==== RECORDS TO USE

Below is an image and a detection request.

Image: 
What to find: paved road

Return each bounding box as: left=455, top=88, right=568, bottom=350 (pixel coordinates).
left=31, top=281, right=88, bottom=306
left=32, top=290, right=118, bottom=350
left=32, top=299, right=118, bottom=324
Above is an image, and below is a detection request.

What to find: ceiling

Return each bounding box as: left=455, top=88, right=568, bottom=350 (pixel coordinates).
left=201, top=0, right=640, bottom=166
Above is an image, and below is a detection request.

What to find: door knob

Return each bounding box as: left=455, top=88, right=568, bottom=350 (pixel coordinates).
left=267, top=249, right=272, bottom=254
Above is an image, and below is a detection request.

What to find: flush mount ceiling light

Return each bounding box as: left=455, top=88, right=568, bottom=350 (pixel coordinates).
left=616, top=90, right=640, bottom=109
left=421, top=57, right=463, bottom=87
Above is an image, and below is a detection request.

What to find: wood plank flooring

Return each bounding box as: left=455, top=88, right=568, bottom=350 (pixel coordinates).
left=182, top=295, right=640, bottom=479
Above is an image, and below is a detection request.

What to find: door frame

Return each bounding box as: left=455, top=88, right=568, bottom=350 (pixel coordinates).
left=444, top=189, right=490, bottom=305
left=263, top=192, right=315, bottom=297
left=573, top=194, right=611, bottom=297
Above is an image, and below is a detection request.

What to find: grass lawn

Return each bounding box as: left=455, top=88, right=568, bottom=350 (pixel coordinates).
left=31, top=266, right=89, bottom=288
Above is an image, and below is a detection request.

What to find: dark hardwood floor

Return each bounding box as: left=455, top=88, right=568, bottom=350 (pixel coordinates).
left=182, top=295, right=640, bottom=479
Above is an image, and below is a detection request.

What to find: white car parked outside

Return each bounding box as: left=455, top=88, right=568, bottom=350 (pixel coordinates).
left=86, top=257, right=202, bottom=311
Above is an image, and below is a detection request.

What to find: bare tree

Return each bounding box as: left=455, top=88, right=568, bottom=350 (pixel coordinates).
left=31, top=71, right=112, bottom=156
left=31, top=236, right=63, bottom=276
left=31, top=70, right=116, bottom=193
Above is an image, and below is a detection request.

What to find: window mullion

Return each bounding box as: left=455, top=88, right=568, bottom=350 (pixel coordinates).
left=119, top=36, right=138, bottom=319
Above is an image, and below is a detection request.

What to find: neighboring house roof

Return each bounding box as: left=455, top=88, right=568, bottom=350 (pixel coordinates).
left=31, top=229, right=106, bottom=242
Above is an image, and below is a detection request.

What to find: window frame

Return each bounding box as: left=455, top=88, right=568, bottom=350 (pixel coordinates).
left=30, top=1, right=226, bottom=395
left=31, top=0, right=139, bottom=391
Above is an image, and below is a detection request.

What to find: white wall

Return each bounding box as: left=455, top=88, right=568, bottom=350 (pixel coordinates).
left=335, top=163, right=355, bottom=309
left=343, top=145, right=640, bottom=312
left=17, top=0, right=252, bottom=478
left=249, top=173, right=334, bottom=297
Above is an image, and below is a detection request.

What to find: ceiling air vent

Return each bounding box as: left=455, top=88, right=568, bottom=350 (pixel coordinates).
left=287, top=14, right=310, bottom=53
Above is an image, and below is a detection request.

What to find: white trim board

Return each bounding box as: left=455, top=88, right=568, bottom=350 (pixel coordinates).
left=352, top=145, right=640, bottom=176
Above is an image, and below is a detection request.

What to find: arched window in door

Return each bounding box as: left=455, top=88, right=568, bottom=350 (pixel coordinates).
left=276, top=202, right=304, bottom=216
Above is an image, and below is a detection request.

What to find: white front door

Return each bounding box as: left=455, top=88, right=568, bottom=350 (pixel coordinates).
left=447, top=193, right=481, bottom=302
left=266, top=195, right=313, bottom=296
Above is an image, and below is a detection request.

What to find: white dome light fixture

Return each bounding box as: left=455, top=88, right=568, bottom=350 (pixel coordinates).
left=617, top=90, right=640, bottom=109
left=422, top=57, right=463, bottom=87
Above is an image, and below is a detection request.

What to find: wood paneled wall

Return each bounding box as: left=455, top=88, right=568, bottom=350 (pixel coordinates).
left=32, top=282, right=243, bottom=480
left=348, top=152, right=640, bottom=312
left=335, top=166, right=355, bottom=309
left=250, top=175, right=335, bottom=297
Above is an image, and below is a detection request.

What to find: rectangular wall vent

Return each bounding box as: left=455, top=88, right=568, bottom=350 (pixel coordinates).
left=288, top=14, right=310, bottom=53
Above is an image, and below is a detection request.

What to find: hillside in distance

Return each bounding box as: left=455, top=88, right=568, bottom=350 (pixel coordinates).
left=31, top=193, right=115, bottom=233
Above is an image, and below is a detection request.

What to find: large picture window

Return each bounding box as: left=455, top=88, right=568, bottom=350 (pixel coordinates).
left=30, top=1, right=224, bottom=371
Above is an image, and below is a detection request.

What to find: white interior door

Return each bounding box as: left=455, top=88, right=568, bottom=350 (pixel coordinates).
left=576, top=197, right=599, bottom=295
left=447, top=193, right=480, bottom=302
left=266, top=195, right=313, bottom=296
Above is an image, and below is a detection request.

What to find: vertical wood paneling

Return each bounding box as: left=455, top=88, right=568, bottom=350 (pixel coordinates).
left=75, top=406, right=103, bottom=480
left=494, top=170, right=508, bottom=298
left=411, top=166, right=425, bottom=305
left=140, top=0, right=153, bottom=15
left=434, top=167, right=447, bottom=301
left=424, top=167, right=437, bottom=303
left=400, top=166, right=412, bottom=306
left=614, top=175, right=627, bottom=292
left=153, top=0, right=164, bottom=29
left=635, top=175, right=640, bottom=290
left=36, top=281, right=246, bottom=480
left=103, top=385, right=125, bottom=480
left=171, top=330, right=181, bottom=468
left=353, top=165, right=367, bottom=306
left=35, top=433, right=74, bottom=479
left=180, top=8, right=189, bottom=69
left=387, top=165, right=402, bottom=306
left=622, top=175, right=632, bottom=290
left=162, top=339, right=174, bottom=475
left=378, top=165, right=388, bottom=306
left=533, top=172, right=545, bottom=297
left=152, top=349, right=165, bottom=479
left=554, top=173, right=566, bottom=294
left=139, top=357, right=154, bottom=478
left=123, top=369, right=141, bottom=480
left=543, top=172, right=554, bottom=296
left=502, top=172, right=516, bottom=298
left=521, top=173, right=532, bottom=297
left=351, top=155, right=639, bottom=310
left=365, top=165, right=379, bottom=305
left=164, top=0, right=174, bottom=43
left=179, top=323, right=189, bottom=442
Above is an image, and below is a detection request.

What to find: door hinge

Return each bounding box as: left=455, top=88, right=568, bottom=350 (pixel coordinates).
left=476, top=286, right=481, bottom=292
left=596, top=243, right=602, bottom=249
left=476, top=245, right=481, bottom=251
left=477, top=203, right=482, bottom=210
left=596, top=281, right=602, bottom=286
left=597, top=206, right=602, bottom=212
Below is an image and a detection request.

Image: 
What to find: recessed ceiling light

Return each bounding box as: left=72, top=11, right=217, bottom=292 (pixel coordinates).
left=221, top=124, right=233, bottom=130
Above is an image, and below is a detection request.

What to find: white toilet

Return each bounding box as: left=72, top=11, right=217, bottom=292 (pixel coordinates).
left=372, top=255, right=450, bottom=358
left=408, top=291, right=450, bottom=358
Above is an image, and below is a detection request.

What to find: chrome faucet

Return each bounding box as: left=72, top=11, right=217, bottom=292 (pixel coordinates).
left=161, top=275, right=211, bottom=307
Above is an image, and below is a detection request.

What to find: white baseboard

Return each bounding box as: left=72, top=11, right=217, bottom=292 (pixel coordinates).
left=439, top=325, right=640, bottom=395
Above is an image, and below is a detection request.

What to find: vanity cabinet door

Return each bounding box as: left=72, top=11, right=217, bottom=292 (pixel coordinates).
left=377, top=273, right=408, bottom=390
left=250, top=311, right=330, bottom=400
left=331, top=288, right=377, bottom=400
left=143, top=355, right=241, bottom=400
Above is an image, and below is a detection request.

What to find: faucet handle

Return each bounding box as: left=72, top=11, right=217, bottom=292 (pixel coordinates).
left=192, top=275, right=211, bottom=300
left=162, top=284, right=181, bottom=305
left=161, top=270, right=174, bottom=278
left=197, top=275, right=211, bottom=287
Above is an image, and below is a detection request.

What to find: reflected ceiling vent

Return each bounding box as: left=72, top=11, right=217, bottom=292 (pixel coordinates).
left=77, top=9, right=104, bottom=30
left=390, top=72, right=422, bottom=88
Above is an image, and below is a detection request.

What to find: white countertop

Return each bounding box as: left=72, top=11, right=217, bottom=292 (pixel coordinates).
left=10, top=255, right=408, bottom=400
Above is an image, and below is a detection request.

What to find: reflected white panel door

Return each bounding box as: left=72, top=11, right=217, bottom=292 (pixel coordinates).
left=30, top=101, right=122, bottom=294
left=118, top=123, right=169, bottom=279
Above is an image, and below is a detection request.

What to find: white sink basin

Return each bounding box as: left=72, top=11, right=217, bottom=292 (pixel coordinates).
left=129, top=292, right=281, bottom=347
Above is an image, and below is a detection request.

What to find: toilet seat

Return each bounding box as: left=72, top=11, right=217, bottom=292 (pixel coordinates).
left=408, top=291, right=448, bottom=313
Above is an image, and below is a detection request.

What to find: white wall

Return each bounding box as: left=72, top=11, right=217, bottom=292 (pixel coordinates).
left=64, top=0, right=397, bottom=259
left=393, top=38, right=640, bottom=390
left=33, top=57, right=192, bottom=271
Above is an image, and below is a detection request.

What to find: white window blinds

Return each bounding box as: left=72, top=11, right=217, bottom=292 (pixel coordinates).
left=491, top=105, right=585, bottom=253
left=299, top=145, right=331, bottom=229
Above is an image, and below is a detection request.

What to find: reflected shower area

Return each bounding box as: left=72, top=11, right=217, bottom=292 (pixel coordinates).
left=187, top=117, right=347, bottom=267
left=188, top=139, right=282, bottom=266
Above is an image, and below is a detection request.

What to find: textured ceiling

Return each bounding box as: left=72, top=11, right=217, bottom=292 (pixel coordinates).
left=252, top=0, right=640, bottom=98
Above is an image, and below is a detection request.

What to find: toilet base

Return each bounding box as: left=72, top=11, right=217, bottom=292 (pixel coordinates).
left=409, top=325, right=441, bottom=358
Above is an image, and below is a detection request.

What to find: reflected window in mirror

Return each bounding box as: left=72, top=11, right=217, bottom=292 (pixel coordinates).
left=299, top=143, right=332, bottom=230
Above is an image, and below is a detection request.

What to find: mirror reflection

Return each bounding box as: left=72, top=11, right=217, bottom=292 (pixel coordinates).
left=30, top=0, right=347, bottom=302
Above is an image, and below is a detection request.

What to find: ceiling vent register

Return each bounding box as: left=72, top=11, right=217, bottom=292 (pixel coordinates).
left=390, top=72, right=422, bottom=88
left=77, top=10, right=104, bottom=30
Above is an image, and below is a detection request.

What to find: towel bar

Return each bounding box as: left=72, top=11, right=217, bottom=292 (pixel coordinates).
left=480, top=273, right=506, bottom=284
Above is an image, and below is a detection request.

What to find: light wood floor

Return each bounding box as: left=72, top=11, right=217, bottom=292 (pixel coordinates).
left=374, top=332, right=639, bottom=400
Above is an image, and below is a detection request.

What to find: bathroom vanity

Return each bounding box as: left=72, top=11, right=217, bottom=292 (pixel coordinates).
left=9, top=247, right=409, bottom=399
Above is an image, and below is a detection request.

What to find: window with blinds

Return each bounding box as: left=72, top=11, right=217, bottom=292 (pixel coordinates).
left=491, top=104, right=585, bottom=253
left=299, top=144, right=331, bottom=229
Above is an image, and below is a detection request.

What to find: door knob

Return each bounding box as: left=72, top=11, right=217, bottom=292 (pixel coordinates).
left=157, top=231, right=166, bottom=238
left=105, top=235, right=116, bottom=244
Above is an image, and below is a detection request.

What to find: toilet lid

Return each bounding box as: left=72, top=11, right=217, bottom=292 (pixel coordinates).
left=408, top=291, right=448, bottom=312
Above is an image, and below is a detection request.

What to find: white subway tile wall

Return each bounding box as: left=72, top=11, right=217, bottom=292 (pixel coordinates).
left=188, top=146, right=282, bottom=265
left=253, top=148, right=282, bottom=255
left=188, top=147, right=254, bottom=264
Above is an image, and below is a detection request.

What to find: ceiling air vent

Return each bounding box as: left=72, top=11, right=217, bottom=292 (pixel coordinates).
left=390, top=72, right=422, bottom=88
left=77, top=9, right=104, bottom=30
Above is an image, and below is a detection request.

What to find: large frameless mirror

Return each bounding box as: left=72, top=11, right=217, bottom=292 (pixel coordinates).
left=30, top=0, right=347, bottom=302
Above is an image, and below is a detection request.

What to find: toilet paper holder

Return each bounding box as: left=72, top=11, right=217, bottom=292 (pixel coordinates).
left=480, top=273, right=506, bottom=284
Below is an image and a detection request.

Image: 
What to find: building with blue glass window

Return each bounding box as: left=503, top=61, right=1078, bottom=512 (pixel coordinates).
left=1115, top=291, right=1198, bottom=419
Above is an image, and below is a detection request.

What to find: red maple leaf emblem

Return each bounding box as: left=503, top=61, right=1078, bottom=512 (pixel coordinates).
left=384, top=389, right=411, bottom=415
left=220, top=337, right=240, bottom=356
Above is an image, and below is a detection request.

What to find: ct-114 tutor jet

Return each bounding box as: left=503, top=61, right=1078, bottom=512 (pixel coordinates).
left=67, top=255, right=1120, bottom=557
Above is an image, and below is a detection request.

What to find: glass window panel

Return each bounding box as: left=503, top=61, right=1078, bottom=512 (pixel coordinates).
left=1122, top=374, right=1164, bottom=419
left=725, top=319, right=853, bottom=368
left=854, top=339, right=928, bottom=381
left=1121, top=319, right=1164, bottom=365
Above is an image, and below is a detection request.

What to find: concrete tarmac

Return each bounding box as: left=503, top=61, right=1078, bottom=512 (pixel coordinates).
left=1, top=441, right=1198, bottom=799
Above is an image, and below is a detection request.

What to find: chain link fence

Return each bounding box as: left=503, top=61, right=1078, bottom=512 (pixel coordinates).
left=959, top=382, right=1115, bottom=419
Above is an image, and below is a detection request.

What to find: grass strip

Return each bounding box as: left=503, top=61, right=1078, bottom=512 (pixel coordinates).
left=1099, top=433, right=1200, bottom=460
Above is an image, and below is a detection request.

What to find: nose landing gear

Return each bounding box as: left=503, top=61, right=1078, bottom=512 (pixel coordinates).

========

**WORK TASK:**
Please state how many lines in the records above hold the word "vent", giving only the number.

**SOLUTION TO THE PROBLEM:**
5